• _CONSEGNA 1_:
Individua nei record tutte le righe in cui compare la parola "shirt" e copiale.

• _BRANO ESTRATTO_:
A Pall Mall, la folla si sta allontanando. Guardo gruppi di persone che escono dall’area della rivolta. Gli sbirri li stanno ancora spingendo. All’improvviso un gruppo di circa cinquecento persone spinte tutte in fondo ad Haymarket e la mia mente inizia a fare dei viaggi. Perché la polizia ci sta spingendo nel cuore del West End? Siamo a due passi dai negozi più lussuosi della capitale! Entriamo e usciamo dal traffico e raggiungiamo Piccadilly Circus. Per tutto il tempo gli slogan continuano: “No Poll Tax… No Poll Tax.” È così bello. Qualcuno fa un sit-in ma questo tipo di protesta non è quella che vuole la maggioranza. Un passo, poi un altro ed entriamo in Regent Street. È incredibile. Altri slogan, il traffico continua a scorrere. Siamo penetrati in Regent Street per trecento metri. Qualcuno dice “Un’occasione per fare un po’ di shopping.” Non conosco nessuno qui, ma scambio alcuni sorrisi con un gruppo di persone.

• _RECORD DA USARE_:

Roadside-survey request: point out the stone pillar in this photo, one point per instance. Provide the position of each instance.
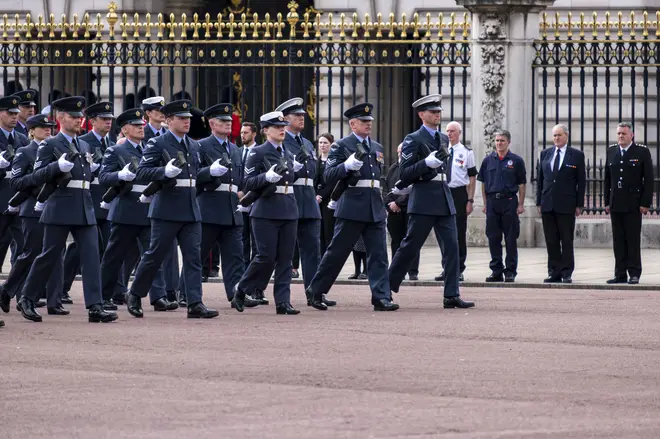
(503, 32)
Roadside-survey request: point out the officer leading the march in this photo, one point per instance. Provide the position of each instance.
(174, 211)
(129, 217)
(68, 210)
(359, 211)
(430, 204)
(274, 217)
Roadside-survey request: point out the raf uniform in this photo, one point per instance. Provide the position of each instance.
(501, 177)
(130, 223)
(274, 219)
(33, 231)
(9, 222)
(628, 186)
(309, 212)
(430, 206)
(359, 212)
(94, 140)
(171, 263)
(174, 214)
(218, 201)
(68, 210)
(560, 190)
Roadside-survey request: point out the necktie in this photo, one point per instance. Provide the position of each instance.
(555, 166)
(450, 164)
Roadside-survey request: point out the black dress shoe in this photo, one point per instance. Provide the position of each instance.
(5, 300)
(163, 304)
(200, 311)
(28, 310)
(384, 305)
(617, 280)
(134, 305)
(260, 297)
(97, 314)
(59, 311)
(238, 302)
(109, 305)
(286, 308)
(456, 302)
(327, 301)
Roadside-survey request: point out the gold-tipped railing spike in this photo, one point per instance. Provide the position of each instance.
(111, 17)
(255, 26)
(292, 18)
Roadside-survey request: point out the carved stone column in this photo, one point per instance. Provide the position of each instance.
(503, 32)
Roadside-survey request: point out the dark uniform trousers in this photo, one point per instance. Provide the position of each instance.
(123, 238)
(502, 219)
(33, 234)
(397, 225)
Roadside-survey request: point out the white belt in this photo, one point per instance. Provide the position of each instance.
(304, 182)
(185, 182)
(226, 187)
(368, 183)
(287, 190)
(78, 184)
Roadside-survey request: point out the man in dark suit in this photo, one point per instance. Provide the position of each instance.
(359, 211)
(9, 136)
(628, 194)
(430, 205)
(174, 211)
(397, 213)
(69, 209)
(274, 217)
(560, 198)
(129, 218)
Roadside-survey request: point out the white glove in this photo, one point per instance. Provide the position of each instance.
(125, 174)
(272, 176)
(171, 171)
(4, 163)
(352, 164)
(432, 161)
(64, 164)
(405, 191)
(217, 170)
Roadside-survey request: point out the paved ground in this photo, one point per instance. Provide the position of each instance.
(526, 363)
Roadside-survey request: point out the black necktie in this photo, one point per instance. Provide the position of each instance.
(450, 163)
(555, 166)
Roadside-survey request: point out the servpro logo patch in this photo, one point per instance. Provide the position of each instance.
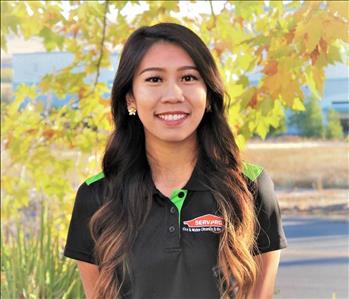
(204, 223)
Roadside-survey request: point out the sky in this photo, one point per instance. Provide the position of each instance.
(18, 45)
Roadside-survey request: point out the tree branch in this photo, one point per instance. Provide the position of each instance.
(101, 44)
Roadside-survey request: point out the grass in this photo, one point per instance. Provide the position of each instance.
(315, 166)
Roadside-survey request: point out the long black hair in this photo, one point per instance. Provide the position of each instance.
(128, 197)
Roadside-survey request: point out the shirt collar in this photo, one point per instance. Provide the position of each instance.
(196, 182)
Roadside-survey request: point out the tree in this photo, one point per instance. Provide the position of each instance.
(45, 155)
(334, 129)
(289, 44)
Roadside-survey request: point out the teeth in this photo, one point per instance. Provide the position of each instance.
(171, 116)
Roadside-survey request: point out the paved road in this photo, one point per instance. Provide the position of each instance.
(316, 262)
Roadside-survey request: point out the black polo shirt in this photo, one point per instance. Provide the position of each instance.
(175, 253)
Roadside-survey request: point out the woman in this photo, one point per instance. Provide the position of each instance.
(175, 213)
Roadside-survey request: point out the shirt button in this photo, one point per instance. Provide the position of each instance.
(181, 194)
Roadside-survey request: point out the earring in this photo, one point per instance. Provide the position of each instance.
(132, 111)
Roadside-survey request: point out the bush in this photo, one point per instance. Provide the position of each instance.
(32, 265)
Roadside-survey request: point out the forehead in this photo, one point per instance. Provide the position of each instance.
(165, 55)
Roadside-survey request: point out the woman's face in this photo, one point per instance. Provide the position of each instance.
(168, 93)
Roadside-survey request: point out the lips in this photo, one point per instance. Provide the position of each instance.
(174, 117)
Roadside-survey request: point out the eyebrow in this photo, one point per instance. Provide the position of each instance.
(182, 68)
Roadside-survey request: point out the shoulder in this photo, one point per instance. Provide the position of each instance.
(91, 192)
(260, 185)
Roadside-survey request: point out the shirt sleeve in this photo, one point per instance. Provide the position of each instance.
(79, 244)
(270, 233)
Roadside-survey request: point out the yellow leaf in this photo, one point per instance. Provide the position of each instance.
(298, 105)
(340, 7)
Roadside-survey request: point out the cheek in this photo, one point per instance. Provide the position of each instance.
(198, 98)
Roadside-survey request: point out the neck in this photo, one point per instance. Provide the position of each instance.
(172, 163)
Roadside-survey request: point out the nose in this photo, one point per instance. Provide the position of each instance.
(173, 93)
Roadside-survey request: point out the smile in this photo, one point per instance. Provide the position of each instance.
(170, 117)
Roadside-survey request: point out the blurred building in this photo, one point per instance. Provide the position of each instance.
(29, 68)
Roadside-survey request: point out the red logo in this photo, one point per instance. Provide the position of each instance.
(207, 220)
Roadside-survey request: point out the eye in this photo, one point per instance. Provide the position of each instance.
(153, 79)
(188, 78)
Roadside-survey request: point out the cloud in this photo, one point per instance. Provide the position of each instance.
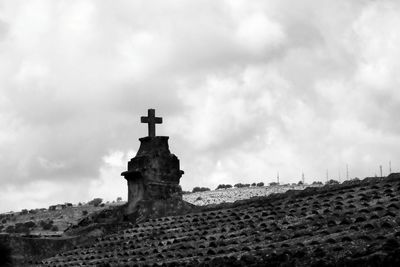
(245, 89)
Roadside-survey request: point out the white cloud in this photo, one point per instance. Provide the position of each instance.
(257, 87)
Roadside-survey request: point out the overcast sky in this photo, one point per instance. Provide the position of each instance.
(245, 88)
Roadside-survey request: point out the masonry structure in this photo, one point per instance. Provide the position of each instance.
(153, 176)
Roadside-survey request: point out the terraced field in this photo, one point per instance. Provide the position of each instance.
(353, 224)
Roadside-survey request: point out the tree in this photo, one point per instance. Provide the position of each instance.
(223, 186)
(46, 225)
(95, 202)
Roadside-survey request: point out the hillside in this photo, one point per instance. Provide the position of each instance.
(234, 194)
(353, 224)
(45, 222)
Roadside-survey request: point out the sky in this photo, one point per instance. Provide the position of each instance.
(246, 89)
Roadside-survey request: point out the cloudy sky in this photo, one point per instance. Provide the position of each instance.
(246, 89)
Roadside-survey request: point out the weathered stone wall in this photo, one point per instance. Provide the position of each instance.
(153, 176)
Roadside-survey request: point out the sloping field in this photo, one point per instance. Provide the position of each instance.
(353, 224)
(234, 194)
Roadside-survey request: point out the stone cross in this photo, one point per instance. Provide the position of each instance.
(151, 121)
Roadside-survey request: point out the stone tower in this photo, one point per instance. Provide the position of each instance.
(153, 176)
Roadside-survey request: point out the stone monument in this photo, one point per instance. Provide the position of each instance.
(153, 176)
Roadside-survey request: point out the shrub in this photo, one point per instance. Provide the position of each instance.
(5, 255)
(46, 225)
(10, 229)
(224, 186)
(21, 228)
(30, 224)
(332, 182)
(95, 202)
(200, 189)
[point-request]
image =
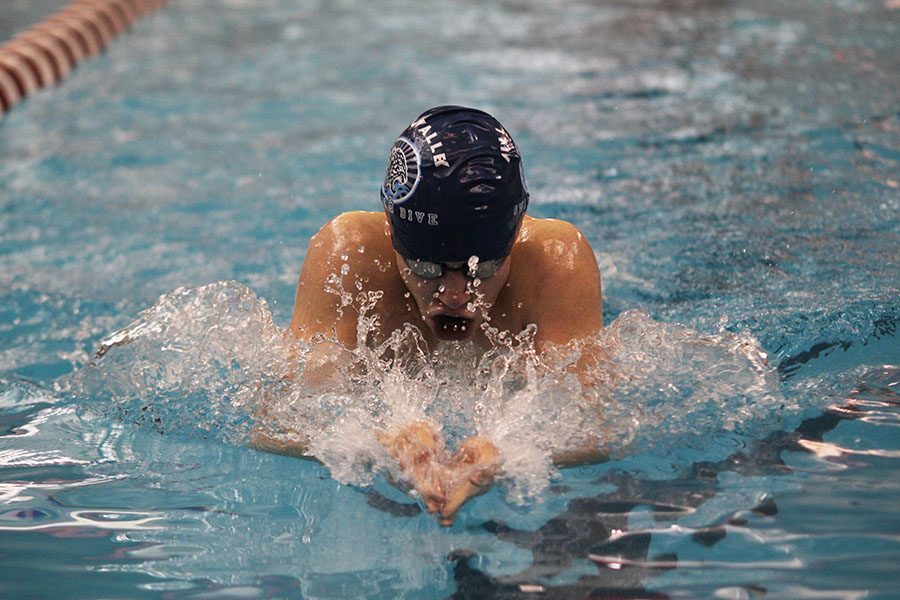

• _CONSEGNA 2_:
Secondo il brano sulla protesta contro la Poll Tax, per quanti metri i manifestanti sono penetrati in Regent Street?

• _RISULTATO 1_:
Roadside-survey request: point out the shirt collar in this photo, one point per instance. Provide the position of each instance.
Roadside-survey request: point out the black polo shirt in this photo, one point per instance. Provide the position of each instance.
Roadside-survey request: point out the shirt button in this photo, one point per instance. Provide the position of each instance.
Roadside-survey request: point out the shirt sleeve in this photo, one point per instance. Provide the position of each instance.

• _RISULTATO 2_:
Per trecento metri.